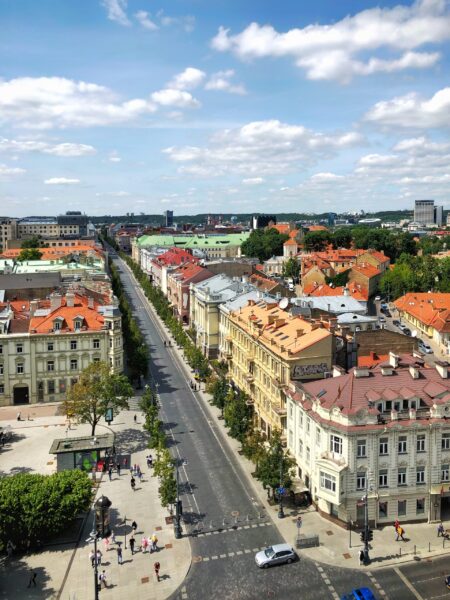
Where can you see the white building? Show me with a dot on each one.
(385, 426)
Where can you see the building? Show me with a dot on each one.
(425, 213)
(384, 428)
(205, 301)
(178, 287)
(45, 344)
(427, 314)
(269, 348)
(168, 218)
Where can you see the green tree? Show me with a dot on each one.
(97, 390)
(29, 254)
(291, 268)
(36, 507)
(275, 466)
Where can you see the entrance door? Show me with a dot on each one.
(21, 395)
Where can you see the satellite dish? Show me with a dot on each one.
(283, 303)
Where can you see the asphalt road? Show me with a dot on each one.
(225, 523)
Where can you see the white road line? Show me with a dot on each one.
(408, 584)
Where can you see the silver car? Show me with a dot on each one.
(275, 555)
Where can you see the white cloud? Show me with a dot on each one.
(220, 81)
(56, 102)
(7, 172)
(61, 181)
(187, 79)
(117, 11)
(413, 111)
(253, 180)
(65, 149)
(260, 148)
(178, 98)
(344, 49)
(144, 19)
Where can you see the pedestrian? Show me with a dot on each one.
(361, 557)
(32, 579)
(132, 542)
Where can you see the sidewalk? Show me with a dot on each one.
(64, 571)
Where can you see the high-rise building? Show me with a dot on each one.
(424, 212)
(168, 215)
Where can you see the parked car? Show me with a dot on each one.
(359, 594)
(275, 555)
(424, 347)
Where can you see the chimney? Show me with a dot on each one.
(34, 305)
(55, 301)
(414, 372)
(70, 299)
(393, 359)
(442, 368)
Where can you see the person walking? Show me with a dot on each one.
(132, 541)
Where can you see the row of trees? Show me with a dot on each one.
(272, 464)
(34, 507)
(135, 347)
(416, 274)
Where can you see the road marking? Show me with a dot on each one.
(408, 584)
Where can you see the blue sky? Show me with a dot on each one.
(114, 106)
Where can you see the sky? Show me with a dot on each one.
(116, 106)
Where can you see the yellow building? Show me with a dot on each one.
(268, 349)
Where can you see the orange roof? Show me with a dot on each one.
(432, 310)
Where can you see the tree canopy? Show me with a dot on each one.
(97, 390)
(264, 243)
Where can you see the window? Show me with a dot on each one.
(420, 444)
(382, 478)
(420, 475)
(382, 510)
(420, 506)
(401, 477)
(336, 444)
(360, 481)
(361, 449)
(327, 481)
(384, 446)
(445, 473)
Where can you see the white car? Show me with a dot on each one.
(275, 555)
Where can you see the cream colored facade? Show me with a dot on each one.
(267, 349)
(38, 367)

_Required work_.
Copy every one of the rows above word for word, and leave the pictures out.

_The solution_.
Where can you see the white building? Show me with a dot on each one.
(385, 426)
Where can you see the building? Show me with a dot on each one.
(425, 213)
(384, 428)
(205, 301)
(178, 287)
(45, 344)
(427, 314)
(269, 348)
(168, 218)
Where can you see the green tree? Show me with a dot on each one.
(97, 390)
(29, 254)
(291, 268)
(36, 507)
(275, 466)
Where can you see the entrance door? Show me with a dot on each one.
(21, 395)
Where can you see the satellite dish? Show me with a dot on each one.
(283, 303)
Where can you see the asphalt road? Show me with a dot on each one.
(225, 523)
Where can you see the white road line? Show me with a dot on each one.
(408, 584)
Where can you see the silver car? Show me with a dot on each one.
(275, 555)
Where can you see the white cloud? Show me with a dot on each one.
(220, 81)
(56, 102)
(7, 172)
(61, 181)
(187, 79)
(117, 11)
(413, 111)
(253, 180)
(65, 149)
(260, 148)
(178, 98)
(344, 49)
(144, 19)
Where can you see the pedestrian? Show me with a dot on each one.
(361, 557)
(32, 579)
(132, 542)
Where can you see the sidewalk? Show me with a dot on each one.
(64, 571)
Where can you see the high-rise building? Show me with a dot on each one.
(424, 212)
(168, 215)
Where can you see the parked car? Show me with a dot on each one.
(359, 594)
(275, 555)
(424, 347)
Where can you see the chimney? Show me with a dot on each one.
(34, 305)
(55, 301)
(414, 372)
(70, 299)
(393, 359)
(442, 368)
Where can you see the person walking? Show me with a dot on each one.
(132, 541)
Where can you see the row of trees? Show me with a dot on each one.
(272, 464)
(34, 507)
(135, 347)
(416, 274)
Where can you see the road marking? Show me with a dot on each one.
(408, 584)
Where can you see the blue sky? Show me with a dot on each one.
(114, 106)
Where can you see the sky? Show me with a dot on each one.
(116, 106)
Where can you see the yellow building? Show me with a dot on each one.
(268, 349)
Where can you see the orange roof? Show me with a dot on each one.
(432, 310)
Where can you see the tree canopy? Show me with a dot on each one.
(97, 390)
(264, 243)
Where can you see the window? Show me with a dot on each one.
(420, 444)
(382, 478)
(420, 475)
(382, 510)
(420, 506)
(401, 477)
(336, 444)
(360, 481)
(361, 449)
(327, 481)
(384, 446)
(445, 473)
Where can you see the white car? Show me with a dot on each one.
(275, 555)
Where can you see the cream colored facade? Show me with a dot on each one.
(267, 349)
(38, 367)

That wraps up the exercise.